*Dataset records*
------------------------------------

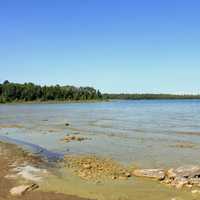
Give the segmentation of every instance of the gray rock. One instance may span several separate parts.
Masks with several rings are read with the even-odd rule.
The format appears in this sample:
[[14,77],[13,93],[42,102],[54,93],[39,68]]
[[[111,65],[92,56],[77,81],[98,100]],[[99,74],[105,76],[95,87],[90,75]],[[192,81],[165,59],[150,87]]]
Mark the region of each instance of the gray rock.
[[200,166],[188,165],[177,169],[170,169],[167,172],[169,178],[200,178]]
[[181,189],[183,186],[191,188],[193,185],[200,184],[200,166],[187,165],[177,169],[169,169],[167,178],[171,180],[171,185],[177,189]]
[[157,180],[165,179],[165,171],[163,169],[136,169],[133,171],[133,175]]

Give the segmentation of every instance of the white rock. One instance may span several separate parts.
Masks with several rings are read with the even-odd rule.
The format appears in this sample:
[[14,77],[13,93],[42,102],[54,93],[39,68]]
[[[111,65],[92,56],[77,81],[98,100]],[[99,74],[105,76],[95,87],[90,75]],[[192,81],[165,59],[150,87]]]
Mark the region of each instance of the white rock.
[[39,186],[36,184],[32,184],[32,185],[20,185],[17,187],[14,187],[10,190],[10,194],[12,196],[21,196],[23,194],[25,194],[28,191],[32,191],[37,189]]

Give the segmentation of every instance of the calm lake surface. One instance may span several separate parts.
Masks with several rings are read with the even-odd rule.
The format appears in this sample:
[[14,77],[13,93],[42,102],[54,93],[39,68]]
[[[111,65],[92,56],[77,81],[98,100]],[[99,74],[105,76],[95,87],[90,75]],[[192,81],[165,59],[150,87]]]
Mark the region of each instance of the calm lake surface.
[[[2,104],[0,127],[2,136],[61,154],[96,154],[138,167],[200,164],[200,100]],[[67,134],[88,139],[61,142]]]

------------------------------------

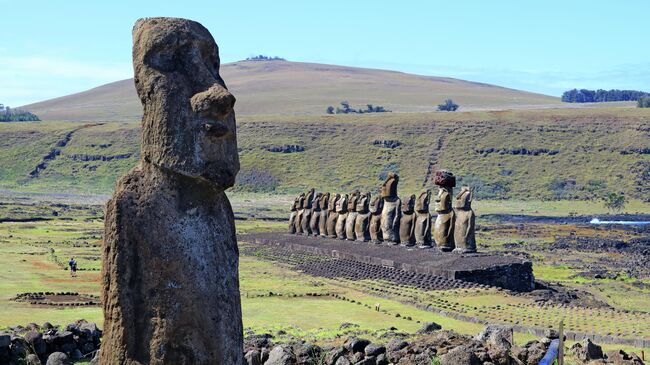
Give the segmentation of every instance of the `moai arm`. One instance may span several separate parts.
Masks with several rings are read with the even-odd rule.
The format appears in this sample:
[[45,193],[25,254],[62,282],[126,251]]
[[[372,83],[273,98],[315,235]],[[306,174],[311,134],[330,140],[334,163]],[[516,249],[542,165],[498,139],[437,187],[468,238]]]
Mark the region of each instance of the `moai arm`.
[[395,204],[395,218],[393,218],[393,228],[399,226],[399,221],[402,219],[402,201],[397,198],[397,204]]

------------------------------------

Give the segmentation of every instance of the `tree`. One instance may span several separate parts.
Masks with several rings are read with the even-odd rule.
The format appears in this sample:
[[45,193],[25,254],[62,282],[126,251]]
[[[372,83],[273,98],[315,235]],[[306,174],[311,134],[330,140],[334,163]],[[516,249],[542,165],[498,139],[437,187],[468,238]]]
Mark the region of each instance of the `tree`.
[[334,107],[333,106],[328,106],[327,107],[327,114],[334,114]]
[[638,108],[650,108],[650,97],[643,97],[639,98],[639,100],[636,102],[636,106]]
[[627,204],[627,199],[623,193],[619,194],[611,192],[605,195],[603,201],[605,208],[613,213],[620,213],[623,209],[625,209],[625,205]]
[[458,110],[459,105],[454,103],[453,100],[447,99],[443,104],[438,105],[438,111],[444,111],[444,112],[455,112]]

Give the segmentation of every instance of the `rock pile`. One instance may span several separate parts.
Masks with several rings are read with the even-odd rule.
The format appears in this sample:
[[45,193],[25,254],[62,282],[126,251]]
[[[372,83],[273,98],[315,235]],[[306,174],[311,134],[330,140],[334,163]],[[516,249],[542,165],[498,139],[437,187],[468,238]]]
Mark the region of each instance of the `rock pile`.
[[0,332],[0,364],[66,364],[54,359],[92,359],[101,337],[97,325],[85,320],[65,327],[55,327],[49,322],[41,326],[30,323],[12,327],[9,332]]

------------------------------------

*Your instructions*
For the string "parts", give the number of lines in the records that contain it and nothing besides.

*Solution for this exercise*
6